Sezione del documento ::

+++

Da sempre ad Ugo piace raccontare, condividere le sue esperienze, anche in questo mondo che è cambiato radicalmente. Quest’anno al corso della Gervasutti su 46 allievi iscritti, 26 erano ragazze, pensare che un tempo nella Scuola erano ritenute una distrazione per il virile alpinista. Manera ha sempre fatto battaglie di avanguardia, spendendosi ad esempio per le donne che non potevano neanche entrare nel Club Alpino Accademico Italiano, secondo alcuni non adatte al rude ambiente alpino. Personaggi come la francese Catherine Destivelle hanno rotto il soffitto di cristallo asfaltando le teorie dei vecchi tromboni e per noi ora è normale leggere le imprese della nostra Federica Mingolla, senza badare al genere.

Ugo mi riceve a casa sua nel suo studio, mi fa sedere al tavolo in solido legno massiccio costruito da lui, un po’ a sua immagine e somiglianza e gli faccio la prima domanda.

Nel 2003 era uscita per i Licheni la tua autobiografia con il simpatico nomignolo coniato da Giampiero Motti, Pan e Pera (Pane e Pietra in piemontese). Sembrava un libro definitivo, cosa ti ha spinto a scriverne un altro e cosa c’è di nuovo per i tuoi lettori?

+++

Dati estratti ::
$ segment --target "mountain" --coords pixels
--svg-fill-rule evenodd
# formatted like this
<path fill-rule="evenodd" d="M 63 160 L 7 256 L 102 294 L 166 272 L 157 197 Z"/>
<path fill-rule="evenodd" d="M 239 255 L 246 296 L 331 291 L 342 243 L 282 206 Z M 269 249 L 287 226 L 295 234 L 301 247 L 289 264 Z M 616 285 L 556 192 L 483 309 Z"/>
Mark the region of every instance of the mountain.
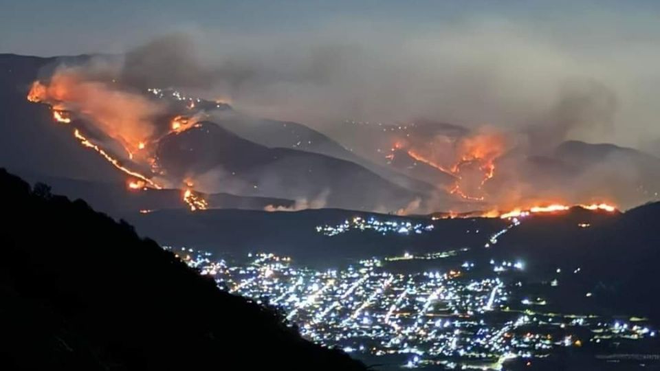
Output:
<path fill-rule="evenodd" d="M 161 139 L 157 157 L 168 176 L 207 179 L 206 188 L 306 200 L 317 207 L 397 210 L 416 194 L 353 162 L 271 148 L 203 122 Z"/>
<path fill-rule="evenodd" d="M 61 60 L 0 54 L 0 166 L 65 178 L 124 181 L 105 160 L 89 156 L 68 131 L 54 125 L 47 106 L 25 99 L 40 71 L 47 73 Z"/>
<path fill-rule="evenodd" d="M 81 60 L 85 58 L 80 57 Z M 32 82 L 40 74 L 47 76 L 60 60 L 0 56 L 0 110 L 3 113 L 0 122 L 0 165 L 21 173 L 45 177 L 108 184 L 125 181 L 124 177 L 104 159 L 80 146 L 71 131 L 63 130 L 54 124 L 52 113 L 47 106 L 26 100 Z M 67 60 L 76 63 L 76 59 Z M 168 89 L 152 90 L 151 93 L 155 95 L 153 99 L 167 98 L 184 106 L 186 102 L 197 103 L 212 106 L 223 112 L 231 111 L 226 104 L 173 96 L 176 92 Z M 217 107 L 219 105 L 221 106 Z M 320 135 L 318 137 L 322 137 Z M 208 122 L 189 133 L 171 135 L 162 142 L 166 149 L 159 153 L 165 166 L 171 167 L 166 170 L 182 179 L 190 175 L 184 174 L 186 171 L 203 176 L 205 181 L 201 183 L 208 186 L 204 189 L 210 193 L 292 199 L 300 205 L 393 211 L 404 207 L 418 196 L 417 192 L 351 161 L 303 150 L 270 148 Z M 332 142 L 327 143 L 332 146 Z M 337 146 L 338 144 L 335 149 Z M 182 148 L 185 150 L 182 152 Z M 126 200 L 134 199 L 126 196 L 121 202 L 133 202 Z M 263 208 L 260 202 L 229 203 L 256 205 Z M 164 205 L 155 208 L 168 205 L 166 200 Z"/>
<path fill-rule="evenodd" d="M 253 119 L 239 114 L 224 115 L 214 122 L 241 137 L 267 147 L 298 149 L 350 161 L 401 187 L 417 192 L 428 192 L 433 188 L 432 183 L 426 183 L 355 155 L 326 135 L 302 124 Z"/>
<path fill-rule="evenodd" d="M 613 315 L 637 313 L 657 321 L 659 223 L 660 203 L 624 213 L 576 207 L 562 215 L 537 215 L 499 238 L 489 258 L 515 257 L 535 275 L 564 283 L 574 296 L 564 291 L 554 302 L 566 308 L 577 307 L 589 292 L 591 308 Z"/>
<path fill-rule="evenodd" d="M 58 194 L 87 200 L 95 210 L 114 216 L 125 218 L 138 212 L 162 209 L 188 209 L 188 205 L 182 202 L 180 190 L 127 190 L 125 181 L 109 183 L 47 177 L 21 171 L 16 173 L 32 184 L 37 182 L 48 184 Z M 211 208 L 261 210 L 269 207 L 295 206 L 292 200 L 273 197 L 236 196 L 229 193 L 202 194 L 202 196 Z"/>
<path fill-rule="evenodd" d="M 3 370 L 366 370 L 85 202 L 0 171 Z"/>

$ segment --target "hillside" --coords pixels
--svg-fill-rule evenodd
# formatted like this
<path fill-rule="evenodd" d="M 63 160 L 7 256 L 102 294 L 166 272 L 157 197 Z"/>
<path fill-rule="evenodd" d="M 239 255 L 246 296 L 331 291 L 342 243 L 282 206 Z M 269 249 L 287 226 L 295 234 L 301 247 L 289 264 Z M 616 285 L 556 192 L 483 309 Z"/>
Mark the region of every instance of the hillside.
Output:
<path fill-rule="evenodd" d="M 364 370 L 133 227 L 0 171 L 3 370 Z"/>
<path fill-rule="evenodd" d="M 162 139 L 157 157 L 170 177 L 210 172 L 232 193 L 305 199 L 333 207 L 397 210 L 416 194 L 355 163 L 290 148 L 271 148 L 204 122 Z"/>

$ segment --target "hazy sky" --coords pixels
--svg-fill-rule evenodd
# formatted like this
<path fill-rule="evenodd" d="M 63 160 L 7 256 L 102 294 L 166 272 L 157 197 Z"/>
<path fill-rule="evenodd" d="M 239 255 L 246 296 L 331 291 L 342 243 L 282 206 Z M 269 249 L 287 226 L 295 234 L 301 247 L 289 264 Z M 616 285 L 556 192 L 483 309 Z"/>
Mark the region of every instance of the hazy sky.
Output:
<path fill-rule="evenodd" d="M 569 139 L 660 146 L 657 1 L 0 3 L 0 53 L 119 53 L 192 35 L 201 60 L 234 74 L 215 93 L 263 115 L 511 128 L 562 118 L 577 97 L 569 120 L 584 122 Z"/>
<path fill-rule="evenodd" d="M 173 30 L 201 30 L 228 37 L 272 36 L 314 32 L 334 23 L 354 22 L 406 34 L 425 28 L 437 30 L 443 24 L 483 16 L 532 23 L 540 30 L 560 34 L 566 28 L 602 32 L 590 30 L 590 23 L 609 17 L 611 27 L 619 28 L 624 36 L 657 30 L 654 23 L 657 23 L 660 14 L 660 3 L 654 0 L 2 0 L 0 3 L 3 35 L 0 52 L 39 56 L 120 52 Z M 630 21 L 630 18 L 635 20 Z M 350 34 L 350 30 L 346 33 Z M 607 33 L 616 32 L 610 30 Z"/>

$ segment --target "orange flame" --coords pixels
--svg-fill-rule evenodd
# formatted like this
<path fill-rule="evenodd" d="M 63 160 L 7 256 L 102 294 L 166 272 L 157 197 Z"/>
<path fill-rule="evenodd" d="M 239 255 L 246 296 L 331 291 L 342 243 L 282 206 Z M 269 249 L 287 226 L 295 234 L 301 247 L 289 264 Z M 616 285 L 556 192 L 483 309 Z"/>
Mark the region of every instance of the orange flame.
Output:
<path fill-rule="evenodd" d="M 184 192 L 184 201 L 190 207 L 190 211 L 206 210 L 208 203 L 199 194 L 195 194 L 190 188 Z"/>
<path fill-rule="evenodd" d="M 500 218 L 503 219 L 507 219 L 509 218 L 518 218 L 520 216 L 525 216 L 531 214 L 552 214 L 556 212 L 565 212 L 570 210 L 571 207 L 582 207 L 583 209 L 591 211 L 604 211 L 606 212 L 614 212 L 617 211 L 617 207 L 610 205 L 609 203 L 592 203 L 590 205 L 586 204 L 577 204 L 577 205 L 563 205 L 561 203 L 553 203 L 551 205 L 540 206 L 533 206 L 527 209 L 523 210 L 521 207 L 517 207 L 509 212 L 502 213 L 500 214 Z"/>
<path fill-rule="evenodd" d="M 77 138 L 78 139 L 79 139 L 79 140 L 80 141 L 80 144 L 82 144 L 82 145 L 85 146 L 85 147 L 91 148 L 91 149 L 96 150 L 96 152 L 98 152 L 99 155 L 100 155 L 102 156 L 104 158 L 105 158 L 105 159 L 108 160 L 108 161 L 110 162 L 110 164 L 111 164 L 113 166 L 114 166 L 114 167 L 117 168 L 118 169 L 123 171 L 123 172 L 125 172 L 126 174 L 128 174 L 129 175 L 131 175 L 131 177 L 135 177 L 135 178 L 138 178 L 138 179 L 139 179 L 142 180 L 143 181 L 144 181 L 144 183 L 148 184 L 149 186 L 153 187 L 154 188 L 156 188 L 156 189 L 157 189 L 157 190 L 160 190 L 160 189 L 162 189 L 162 187 L 161 187 L 160 185 L 158 185 L 157 183 L 156 183 L 155 182 L 154 182 L 154 181 L 152 181 L 151 179 L 147 178 L 147 177 L 145 177 L 144 175 L 142 175 L 142 174 L 140 174 L 140 173 L 139 173 L 139 172 L 133 171 L 133 170 L 130 170 L 130 169 L 128 169 L 128 168 L 125 168 L 124 166 L 122 166 L 122 165 L 121 164 L 121 163 L 119 161 L 119 160 L 118 160 L 117 159 L 115 159 L 114 157 L 113 157 L 112 156 L 111 156 L 110 155 L 109 155 L 108 153 L 107 153 L 107 152 L 105 152 L 104 150 L 102 150 L 101 148 L 100 148 L 98 146 L 97 146 L 97 145 L 94 144 L 94 143 L 89 142 L 89 140 L 87 138 L 86 138 L 84 135 L 82 135 L 82 134 L 80 134 L 80 131 L 78 131 L 78 129 L 76 129 L 76 130 L 74 131 L 74 136 L 76 137 L 76 138 Z"/>
<path fill-rule="evenodd" d="M 141 180 L 129 182 L 129 189 L 131 190 L 142 190 L 144 188 L 144 186 L 146 186 L 144 181 Z"/>
<path fill-rule="evenodd" d="M 54 109 L 53 118 L 55 119 L 55 121 L 62 124 L 71 124 L 71 117 L 69 117 L 69 113 L 64 111 Z"/>

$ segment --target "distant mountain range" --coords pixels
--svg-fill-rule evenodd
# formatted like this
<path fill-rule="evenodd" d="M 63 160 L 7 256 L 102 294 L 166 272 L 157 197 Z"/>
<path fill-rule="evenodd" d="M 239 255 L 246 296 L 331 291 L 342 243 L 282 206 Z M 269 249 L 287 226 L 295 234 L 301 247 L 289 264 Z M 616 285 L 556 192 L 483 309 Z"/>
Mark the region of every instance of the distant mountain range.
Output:
<path fill-rule="evenodd" d="M 69 131 L 63 130 L 52 122 L 51 113 L 46 106 L 31 104 L 25 100 L 28 89 L 32 81 L 39 76 L 40 71 L 52 66 L 57 60 L 0 56 L 0 109 L 5 113 L 0 126 L 0 133 L 3 133 L 0 144 L 4 144 L 0 149 L 2 164 L 21 172 L 44 177 L 111 183 L 121 182 L 121 174 L 98 156 L 81 148 L 71 137 Z M 221 124 L 229 126 L 227 121 Z M 296 127 L 305 135 L 307 142 L 311 142 L 311 138 L 324 143 L 326 152 L 344 151 L 344 157 L 351 155 L 322 135 L 311 129 L 304 130 L 302 125 Z M 272 138 L 271 144 L 283 144 L 282 137 L 274 134 L 277 132 L 266 131 L 260 135 Z M 354 162 L 319 153 L 270 148 L 211 122 L 182 135 L 165 138 L 162 147 L 159 153 L 165 166 L 171 168 L 167 169 L 169 173 L 183 177 L 212 172 L 207 178 L 210 179 L 208 183 L 217 181 L 219 191 L 237 195 L 391 211 L 405 207 L 419 196 L 415 191 L 395 184 Z M 195 148 L 194 152 L 189 150 L 192 148 Z M 229 175 L 218 178 L 218 175 Z M 415 183 L 410 179 L 406 181 Z M 165 203 L 157 208 L 166 207 L 168 204 Z"/>
<path fill-rule="evenodd" d="M 46 106 L 25 100 L 31 82 L 47 76 L 62 60 L 75 64 L 89 58 L 0 55 L 0 164 L 31 180 L 47 179 L 56 188 L 60 182 L 114 188 L 126 181 L 105 160 L 81 147 L 69 130 L 54 124 Z M 160 153 L 171 168 L 170 174 L 199 177 L 203 190 L 226 194 L 215 197 L 219 202 L 212 207 L 261 210 L 289 205 L 296 210 L 314 205 L 390 212 L 420 205 L 421 210 L 446 211 L 491 208 L 488 202 L 496 205 L 503 193 L 534 199 L 558 194 L 568 200 L 605 199 L 626 208 L 658 199 L 660 191 L 657 157 L 612 144 L 571 141 L 548 153 L 520 155 L 514 148 L 504 154 L 496 160 L 496 176 L 484 186 L 490 199 L 483 205 L 464 205 L 447 192 L 455 176 L 416 160 L 404 149 L 393 151 L 397 138 L 469 135 L 462 126 L 425 120 L 399 124 L 346 122 L 338 129 L 343 135 L 326 135 L 298 123 L 250 117 L 225 103 L 196 103 L 208 109 L 208 121 L 184 135 L 165 138 Z M 394 156 L 386 159 L 390 154 Z M 62 192 L 84 195 L 111 211 L 102 206 L 105 201 L 95 199 L 100 194 L 76 194 L 81 188 L 69 186 Z M 149 201 L 140 205 L 148 209 L 175 205 L 175 192 L 153 196 L 157 193 L 143 195 Z M 128 190 L 118 188 L 113 194 L 113 203 L 122 205 L 118 208 L 143 208 L 131 207 L 137 198 Z M 185 206 L 179 203 L 179 207 Z"/>

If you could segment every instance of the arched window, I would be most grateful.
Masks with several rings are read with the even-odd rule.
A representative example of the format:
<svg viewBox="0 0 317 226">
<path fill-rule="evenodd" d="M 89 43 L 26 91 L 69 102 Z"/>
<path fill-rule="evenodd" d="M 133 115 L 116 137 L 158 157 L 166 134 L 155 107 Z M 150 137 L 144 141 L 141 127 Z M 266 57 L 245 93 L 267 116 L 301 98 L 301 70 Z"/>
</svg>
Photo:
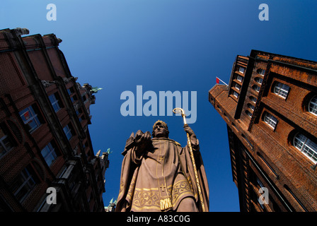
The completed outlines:
<svg viewBox="0 0 317 226">
<path fill-rule="evenodd" d="M 248 114 L 248 116 L 250 118 L 252 118 L 252 113 L 250 112 L 249 111 L 246 111 L 246 114 Z"/>
<path fill-rule="evenodd" d="M 287 97 L 287 94 L 289 91 L 289 86 L 281 83 L 276 83 L 274 86 L 273 92 L 274 93 L 278 95 L 279 96 L 283 97 L 284 99 L 286 99 Z"/>
<path fill-rule="evenodd" d="M 259 69 L 256 71 L 261 76 L 264 76 L 264 74 L 265 73 L 265 70 L 262 69 Z"/>
<path fill-rule="evenodd" d="M 264 113 L 263 121 L 273 129 L 275 129 L 277 124 L 277 119 L 267 112 Z"/>
<path fill-rule="evenodd" d="M 254 106 L 253 105 L 252 105 L 251 104 L 250 104 L 250 103 L 248 103 L 248 107 L 253 112 L 254 111 Z"/>
<path fill-rule="evenodd" d="M 250 100 L 251 100 L 252 102 L 256 103 L 256 98 L 253 96 L 250 96 Z"/>
<path fill-rule="evenodd" d="M 314 163 L 317 162 L 317 144 L 304 135 L 298 133 L 294 137 L 293 145 Z"/>
<path fill-rule="evenodd" d="M 311 98 L 309 103 L 309 112 L 311 114 L 317 115 L 317 95 Z"/>
<path fill-rule="evenodd" d="M 260 92 L 260 87 L 256 85 L 252 86 L 252 88 L 255 90 L 256 92 Z"/>
<path fill-rule="evenodd" d="M 254 78 L 254 80 L 260 84 L 262 84 L 262 83 L 263 82 L 263 79 L 262 79 L 261 78 L 259 77 L 256 77 L 255 78 Z"/>
</svg>

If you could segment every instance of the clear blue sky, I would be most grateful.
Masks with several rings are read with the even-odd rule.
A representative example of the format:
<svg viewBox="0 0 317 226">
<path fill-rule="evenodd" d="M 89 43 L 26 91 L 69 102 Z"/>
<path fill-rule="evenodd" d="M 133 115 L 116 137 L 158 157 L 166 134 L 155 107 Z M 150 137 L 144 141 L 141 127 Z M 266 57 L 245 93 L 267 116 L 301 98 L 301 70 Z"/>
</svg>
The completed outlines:
<svg viewBox="0 0 317 226">
<path fill-rule="evenodd" d="M 269 20 L 260 21 L 260 4 Z M 46 6 L 57 6 L 48 21 Z M 54 33 L 74 76 L 103 88 L 91 107 L 89 131 L 95 153 L 108 148 L 105 206 L 119 191 L 121 153 L 132 131 L 151 131 L 158 119 L 183 145 L 179 117 L 123 117 L 122 92 L 197 91 L 197 121 L 209 185 L 210 211 L 239 211 L 232 181 L 226 126 L 208 102 L 216 76 L 228 83 L 235 57 L 252 49 L 317 61 L 316 13 L 311 1 L 4 0 L 0 29 L 26 28 L 30 35 Z M 143 103 L 146 102 L 144 100 Z"/>
</svg>

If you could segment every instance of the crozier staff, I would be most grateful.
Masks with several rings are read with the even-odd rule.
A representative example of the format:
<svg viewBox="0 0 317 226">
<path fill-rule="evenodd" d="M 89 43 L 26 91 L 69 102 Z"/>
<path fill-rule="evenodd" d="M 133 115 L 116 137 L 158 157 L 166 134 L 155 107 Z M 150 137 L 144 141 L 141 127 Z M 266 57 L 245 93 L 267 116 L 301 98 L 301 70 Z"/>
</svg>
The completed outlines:
<svg viewBox="0 0 317 226">
<path fill-rule="evenodd" d="M 208 183 L 199 141 L 188 124 L 184 130 L 190 141 L 196 173 L 188 144 L 182 148 L 168 138 L 165 122 L 155 122 L 152 138 L 149 131 L 131 134 L 122 153 L 115 211 L 208 211 Z"/>
</svg>

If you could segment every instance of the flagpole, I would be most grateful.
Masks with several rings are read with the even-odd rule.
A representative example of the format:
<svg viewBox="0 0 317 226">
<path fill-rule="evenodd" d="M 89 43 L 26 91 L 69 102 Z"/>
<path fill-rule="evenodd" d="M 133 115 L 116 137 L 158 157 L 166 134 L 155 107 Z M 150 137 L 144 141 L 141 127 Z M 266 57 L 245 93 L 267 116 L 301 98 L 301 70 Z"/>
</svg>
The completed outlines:
<svg viewBox="0 0 317 226">
<path fill-rule="evenodd" d="M 174 112 L 175 114 L 180 113 L 182 114 L 183 119 L 184 121 L 184 125 L 187 125 L 186 118 L 185 118 L 186 115 L 185 114 L 184 110 L 183 109 L 180 108 L 180 107 L 174 108 L 174 109 L 173 110 L 173 112 Z M 194 153 L 192 153 L 192 144 L 190 143 L 190 135 L 188 134 L 188 132 L 186 132 L 186 135 L 187 135 L 187 141 L 188 141 L 188 148 L 189 148 L 190 154 L 190 158 L 192 159 L 192 167 L 194 168 L 194 174 L 195 174 L 195 177 L 196 179 L 196 184 L 197 184 L 197 186 L 198 189 L 199 199 L 200 199 L 200 204 L 202 205 L 202 212 L 205 212 L 206 210 L 204 208 L 204 199 L 202 197 L 202 189 L 200 188 L 200 180 L 198 178 L 198 174 L 197 174 L 197 168 L 196 168 L 196 163 L 195 162 Z"/>
<path fill-rule="evenodd" d="M 223 83 L 224 85 L 226 85 L 226 86 L 229 86 L 227 83 L 226 83 L 225 82 L 224 82 L 222 80 L 221 80 L 219 78 L 216 77 L 217 78 L 218 78 L 221 83 Z"/>
</svg>

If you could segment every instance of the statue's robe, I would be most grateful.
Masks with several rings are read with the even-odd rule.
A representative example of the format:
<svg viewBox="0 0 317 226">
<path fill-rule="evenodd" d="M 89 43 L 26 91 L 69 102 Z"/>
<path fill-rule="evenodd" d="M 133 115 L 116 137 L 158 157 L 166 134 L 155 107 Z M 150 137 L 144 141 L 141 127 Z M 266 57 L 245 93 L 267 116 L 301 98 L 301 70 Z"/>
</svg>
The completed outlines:
<svg viewBox="0 0 317 226">
<path fill-rule="evenodd" d="M 182 148 L 171 139 L 154 138 L 138 157 L 133 139 L 132 133 L 122 153 L 125 157 L 115 211 L 177 211 L 181 201 L 188 197 L 194 199 L 198 210 L 202 211 L 188 145 Z M 192 147 L 205 211 L 208 211 L 209 188 L 198 140 Z"/>
</svg>

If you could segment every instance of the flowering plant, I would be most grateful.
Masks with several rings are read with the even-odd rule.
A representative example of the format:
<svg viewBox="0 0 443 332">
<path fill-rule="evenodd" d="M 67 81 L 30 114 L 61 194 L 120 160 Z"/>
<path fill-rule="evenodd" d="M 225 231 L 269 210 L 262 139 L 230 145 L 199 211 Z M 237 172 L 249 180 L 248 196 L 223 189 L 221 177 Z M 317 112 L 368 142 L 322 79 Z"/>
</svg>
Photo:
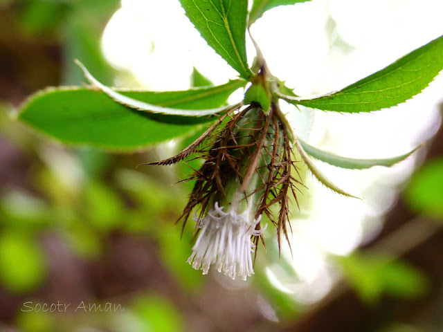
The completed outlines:
<svg viewBox="0 0 443 332">
<path fill-rule="evenodd" d="M 305 1 L 287 1 L 299 2 Z M 397 105 L 420 93 L 443 68 L 443 36 L 339 91 L 304 98 L 272 75 L 255 42 L 256 56 L 251 66 L 247 62 L 249 26 L 282 1 L 254 0 L 249 12 L 247 0 L 181 3 L 203 38 L 238 72 L 238 79 L 181 91 L 116 90 L 78 62 L 90 86 L 37 93 L 18 118 L 65 143 L 114 151 L 133 151 L 200 131 L 179 154 L 150 165 L 168 165 L 190 156 L 204 160 L 190 178 L 195 184 L 180 218 L 184 225 L 194 213 L 196 222 L 188 262 L 204 273 L 214 264 L 233 279 L 246 279 L 253 273 L 254 248 L 264 242 L 263 214 L 275 225 L 279 243 L 281 235 L 289 236 L 289 205 L 298 204 L 297 192 L 304 187 L 299 163 L 328 188 L 352 196 L 329 181 L 312 159 L 361 169 L 391 166 L 415 151 L 385 159 L 355 159 L 320 150 L 293 130 L 279 100 L 294 105 L 294 111 L 299 105 L 351 113 Z M 226 105 L 239 88 L 246 88 L 242 100 Z M 83 102 L 80 108 L 75 107 L 78 100 Z"/>
</svg>

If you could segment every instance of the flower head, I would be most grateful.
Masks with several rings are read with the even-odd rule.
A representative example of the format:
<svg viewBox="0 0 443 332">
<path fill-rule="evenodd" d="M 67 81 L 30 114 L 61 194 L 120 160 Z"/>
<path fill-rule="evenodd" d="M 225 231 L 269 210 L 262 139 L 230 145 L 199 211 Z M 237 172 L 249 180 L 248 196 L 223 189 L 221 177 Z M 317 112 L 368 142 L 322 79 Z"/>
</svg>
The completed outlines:
<svg viewBox="0 0 443 332">
<path fill-rule="evenodd" d="M 289 135 L 275 105 L 265 112 L 253 104 L 228 111 L 177 156 L 151 165 L 170 165 L 196 154 L 205 161 L 180 219 L 194 214 L 197 240 L 188 261 L 207 274 L 211 265 L 245 280 L 253 273 L 252 253 L 263 241 L 262 214 L 287 237 L 289 194 L 296 170 Z M 280 205 L 278 218 L 271 207 Z M 275 211 L 274 211 L 275 212 Z"/>
<path fill-rule="evenodd" d="M 204 275 L 215 264 L 219 272 L 246 280 L 254 273 L 252 252 L 255 245 L 251 237 L 260 237 L 266 226 L 255 230 L 262 216 L 251 218 L 250 209 L 240 214 L 233 208 L 226 212 L 223 210 L 216 202 L 204 218 L 194 216 L 200 232 L 188 262 L 196 270 L 201 268 Z"/>
</svg>

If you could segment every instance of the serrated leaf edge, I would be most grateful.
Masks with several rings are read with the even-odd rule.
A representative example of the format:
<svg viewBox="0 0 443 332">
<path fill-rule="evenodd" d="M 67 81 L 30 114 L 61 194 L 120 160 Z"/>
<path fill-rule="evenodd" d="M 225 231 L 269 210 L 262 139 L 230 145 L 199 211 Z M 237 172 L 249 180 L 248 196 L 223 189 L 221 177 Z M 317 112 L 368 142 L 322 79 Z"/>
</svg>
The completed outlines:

+++

Obiettivi ::
1. Estrai dal brano su Ugo Manera il tratto che va da "Ugo mi riceve" fino a "la prima domanda.".
2. Elenca tutte le persone citate per nome nel brano su Ugo Manera.
3. Secondo il brano su Ugo Manera, quante ragazze erano iscritte quest'anno al corso della Gervasutti su 46 allievi?

Risultati per compito ::
1.
Ugo mi riceve a casa sua nel suo studio, mi fa sedere al tavolo in solido legno massiccio costruito da lui, un po’ a sua immagine e somiglianza e gli faccio la prima domanda.

2.
Ugo Manera
Catherine Destivelle
Federica Mingolla
Giampiero Motti

3. 26